» STATED GOAL: Produce a verbatim copy of the entries listed below.

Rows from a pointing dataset

-- BEGIN --

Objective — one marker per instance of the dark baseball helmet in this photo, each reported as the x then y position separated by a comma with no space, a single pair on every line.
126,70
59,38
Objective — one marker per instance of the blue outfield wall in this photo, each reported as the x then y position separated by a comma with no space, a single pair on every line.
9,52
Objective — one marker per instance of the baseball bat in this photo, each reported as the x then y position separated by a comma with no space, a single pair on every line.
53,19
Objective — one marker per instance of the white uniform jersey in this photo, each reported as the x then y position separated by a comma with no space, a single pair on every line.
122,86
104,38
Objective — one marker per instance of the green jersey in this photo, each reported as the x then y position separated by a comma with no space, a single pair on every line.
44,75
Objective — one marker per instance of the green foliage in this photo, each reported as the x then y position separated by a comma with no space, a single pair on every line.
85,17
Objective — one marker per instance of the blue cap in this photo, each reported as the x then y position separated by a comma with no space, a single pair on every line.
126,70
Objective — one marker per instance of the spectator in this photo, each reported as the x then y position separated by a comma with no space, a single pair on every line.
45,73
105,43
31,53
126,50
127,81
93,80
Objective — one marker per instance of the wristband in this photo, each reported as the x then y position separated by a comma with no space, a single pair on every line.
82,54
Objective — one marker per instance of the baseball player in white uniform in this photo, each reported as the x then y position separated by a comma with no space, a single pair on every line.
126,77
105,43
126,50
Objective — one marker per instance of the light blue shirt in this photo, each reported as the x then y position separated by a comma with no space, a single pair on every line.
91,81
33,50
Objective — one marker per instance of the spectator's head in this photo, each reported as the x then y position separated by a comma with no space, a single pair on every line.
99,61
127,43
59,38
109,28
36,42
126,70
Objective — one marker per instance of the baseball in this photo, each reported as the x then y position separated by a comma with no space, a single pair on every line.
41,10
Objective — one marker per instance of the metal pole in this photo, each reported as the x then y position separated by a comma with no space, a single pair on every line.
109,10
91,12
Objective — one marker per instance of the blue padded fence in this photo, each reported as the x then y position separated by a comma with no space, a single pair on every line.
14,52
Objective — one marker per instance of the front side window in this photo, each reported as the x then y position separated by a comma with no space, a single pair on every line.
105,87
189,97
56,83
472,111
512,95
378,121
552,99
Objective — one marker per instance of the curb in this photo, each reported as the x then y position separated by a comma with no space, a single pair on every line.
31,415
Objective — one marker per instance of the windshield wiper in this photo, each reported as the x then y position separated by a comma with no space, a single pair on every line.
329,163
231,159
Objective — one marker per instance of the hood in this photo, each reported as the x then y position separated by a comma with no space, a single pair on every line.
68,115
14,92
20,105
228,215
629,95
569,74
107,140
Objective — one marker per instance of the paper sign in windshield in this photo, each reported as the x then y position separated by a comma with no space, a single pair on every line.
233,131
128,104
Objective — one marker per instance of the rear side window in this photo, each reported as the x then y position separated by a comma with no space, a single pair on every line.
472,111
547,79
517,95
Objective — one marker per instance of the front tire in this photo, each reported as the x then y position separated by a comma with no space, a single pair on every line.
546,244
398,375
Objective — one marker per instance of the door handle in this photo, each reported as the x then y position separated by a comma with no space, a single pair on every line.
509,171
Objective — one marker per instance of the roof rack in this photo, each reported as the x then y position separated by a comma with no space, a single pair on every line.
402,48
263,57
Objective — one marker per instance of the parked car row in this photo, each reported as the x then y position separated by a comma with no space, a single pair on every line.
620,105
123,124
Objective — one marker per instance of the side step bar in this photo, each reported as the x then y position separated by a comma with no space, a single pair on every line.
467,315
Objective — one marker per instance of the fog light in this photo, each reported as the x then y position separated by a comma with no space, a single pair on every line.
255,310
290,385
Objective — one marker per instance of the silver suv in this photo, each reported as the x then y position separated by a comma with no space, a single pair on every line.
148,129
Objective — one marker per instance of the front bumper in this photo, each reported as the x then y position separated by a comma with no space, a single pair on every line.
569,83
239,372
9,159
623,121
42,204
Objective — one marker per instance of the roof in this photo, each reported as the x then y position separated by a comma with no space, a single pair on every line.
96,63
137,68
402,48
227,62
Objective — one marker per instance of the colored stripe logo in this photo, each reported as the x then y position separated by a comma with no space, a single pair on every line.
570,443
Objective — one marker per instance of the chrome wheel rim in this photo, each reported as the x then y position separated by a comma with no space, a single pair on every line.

-- END --

» WRITTEN RESPONSE:
Objective — one marker per instance of the dark baseball helmet in this photo, each reported as the x then y position separated by a comma with no space, a single pair on every line.
126,70
59,38
Objective — one marker per instance of the blue outfield wall in this photo, each reported as the x then y position separated by a comma with no space, a single pair on every line.
9,52
Objective — one marker per instance of the baseball bat in this photo, each reported as the x then y position separated by a comma with no space, a single pair on every line.
53,19
Objective — one marker per instance of the white uniform jersey in this photo, each reported as the x then y position separated by a comma with no space, a single pair on every line.
122,86
104,38
Objective — one marker per instance of the green jersey in this photo, each reported as the x then y position separated by a comma with no space, a single pair on every line.
44,75
Objective — one marker per instance of the green foliage in this photo, each reported as the x then y position separated by a comma with no space, a single pair on every line.
85,17
Objective — one marker per instance of the blue cap in this photo, each reported as the x then y position separated by a comma with no space, a single pair on every line.
126,70
Objective — one marker per instance of the spectator in this photo, each reported as the x then y position separated by a comma with no space, a single pair on every line.
45,73
105,43
31,53
126,50
127,81
93,80
Objective — one marker per instance of the wristband in this photo, each reported as the x then y position separated by a comma with no space, a single pair on every line.
82,54
Objective — one marker per instance of the baseball player in white uniform in this photo, each reported as the x then y position separated by a comma with no space, a single pair on every line.
126,77
105,43
126,50
Objective — one marker per instance of the light blue shirt in this photo, each reported as the x then y position separated by a comma with no space, a single pair on every line.
91,81
33,50
Objective — one marker per instance of the spectator's head in this photo, each reported as the x then y position separated by a comma with no space, a single pair on every line.
99,61
127,43
59,38
109,28
36,42
126,70
Objective — one marker per instance of the baseball in this photo, each reported as the x then y position separated by a comma with no space, a single pair on every line.
41,10
Objective — one marker per instance of the metal pole in this photo, each reported as the x then y position separated by a comma with no space, a single pair on every line.
109,10
91,12
Objective — one marker per instance of the blue padded fence in this photo, each reported as the x then y position separated by a comma with no space, a single pair on every line.
14,52
Objective — one marker per instance of the front side window in this photo, each reported as the x then y position separated by a comma with no space, a single pair on every line.
105,87
189,97
56,83
472,111
512,95
378,121
552,99
Objective — one marker per instance of the curb in this photo, each reported as the x then y position separated by a comma with no space, a single pair on every line.
31,415
Objective — one marker per instance of the windshield wiper in this photo, each reported as the x then y position separated by a comma with no space, a single pair on every line.
329,163
231,159
Objective — one marker per instance of the hood in this photo, each reported as the x then y position separated by a comma with no space, a single pair on every line.
68,115
14,92
20,105
228,215
629,95
569,74
107,140
Objective — one marker per instance of the paper sign in windshield in this photo, each reported as the x then y position separated by a comma with no space, a single pair on every line.
233,131
128,104
Objective — one marker per instance of the rear side window in this photo, each reported as the x then y position separated by a comma with no space, a single pair on every line.
472,111
547,79
517,95
Objective — one marker per instance of the front tire in this photo, each reported as the x then y position separated by a comma with no space, a single pair on every line.
546,244
398,375
Objective — one marker per instance of the door handle in this photo, each reported as the x then y position separated by a comma with no space, a single pair on every line.
509,171
Objective — one marker per instance of the roof rack in this photo, each reported as the x then y position separated by a comma with no space, a single pair on every line.
402,48
263,57
Objective — one marker per instance of the parked car row in this photo, each reported as the x then y position separated by a comma with no space, a single pair on every line.
620,105
123,124
Objective — one marker per instance of the side step bar in this photo, each reported as the x then y position separated by a comma with no space, a single pair on every line.
467,315
Objective — one marker per instance of the fog light in this photo, each reported as the x then y position separated by a comma with no space, a single pair on every line.
255,310
290,385
Objective — one marker per instance of the silver suv in this photo, each reported as the x then y position separated by a comma with no space, a single pair on every line.
148,129
Objective — one marker per instance of the front bumper in this photo, each reported as the x then y position separated by a comma with no space, a single pair on every line.
569,83
239,372
9,159
623,121
42,204
Objective — one marker per instance of the roof in this photo, each reported as the x then y position separated by a comma with no space, a single pair on every line.
96,63
137,68
402,48
227,62
Objective — one marker per instance of the colored stripe logo in this photo, each reported as the x then y position separated by a comma with no space, a single pair on every line.
570,443
Objective — one marker per instance of the chrome wheel rim in this photo, each reported as the x then y position separated by a comma with no space, a single pair on every line.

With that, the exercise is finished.